**Exercise requirements**
1. How would you render this sentence from the article on India at the G7 summit in Spanish: "Consequently, the Joint Statement of the G 7 on Open Societies contained no criticism of India directly."?
2. Can you pick up the article on India at the G7 summit after its last sentence and continue it?

**Text section**
Although India is not a member of the club of the wealthiest democracies in the world, G 7, India, as a guest country, gained several advantages from the outcome of the G 7 summit which concluded at Carbis Bay in the English holiday region of Cornwall last week.
Among the special invitees, India was the most prominent, but there were some apprehensions because of the reported concerns in the west about the direction India was taking. The Freedom House had recently downgraded India as a “partial democracy” and some others had characterised India as an “elected autocracy.” Prime Minister Modi decided to take the bull by the horns by speaking to the group online three times, particularly in the session on Open Societies.
The Prime Minister Modi was categorical in asserting that G7 was India’s natural ally and reiterated India’s commitment to democracy, freedom of thought and liberty. “Was happy to address the @G7 Session on Open Societies as a Lead Speaker. Democracy and freedom are part of India’s civilizational ethos, and find expression in the vibrancy and diversity of India’s society," PM Modi had tweeted. Consequently, the Joint Statement of the G 7 on Open Societies contained no criticism of India directly. Moreover, a long list of challenges to democracy in the statement was prepared in close consultation with India. Indian Government sources clarified that reference to national security and public order concerns are an exception to the need for internet freedoms.

**Excerpted data**
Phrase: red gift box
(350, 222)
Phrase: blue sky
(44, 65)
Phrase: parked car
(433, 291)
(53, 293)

**Answers to this exercise**
1. En consecuencia, la Declaración Conjunta del G 7 sobre Sociedades Abiertas no contenía ninguna crítica directa a la India.

2.
The repeated assertions in the statement about multilateralism at the instance of President Biden are in keeping with India’s call to multilateralism, not only in the context of the pandemic, but also at the UN in dealing with global issues. On climate change, the PM called for collective action, recognizing that this challenge can’t be addressed in silos. He shared that India is the only G20 country on track to meet its Paris commitments, according to the MEA. The PM also highlighted the importance of the International Solar Alliance.
In their first face-to-face meeting since the pandemic began, the G 7 leaders appeared unsure of maintaining their leadership of the world in the face of an unpredictable pandemic, an antagonistic China and a defiant Russia. The return of the United States, though diminished by Donald Trump and a dreaded disease, to the fold breathed a whiff of fresh air into the group. President Biden appeared weak and unsteady, but his determination to recapture the leadership of the world by strengthening alliances and confronting adversaries was palpable. The group was energised into taking quick decisions, not from a position of strength and confidence, but in a desperate bid to avert a disaster in the aftermath of the pandemic, the looming danger of climate change and the threat from China and Russia which had sharpened their antagonism in the shadow of the pandemic.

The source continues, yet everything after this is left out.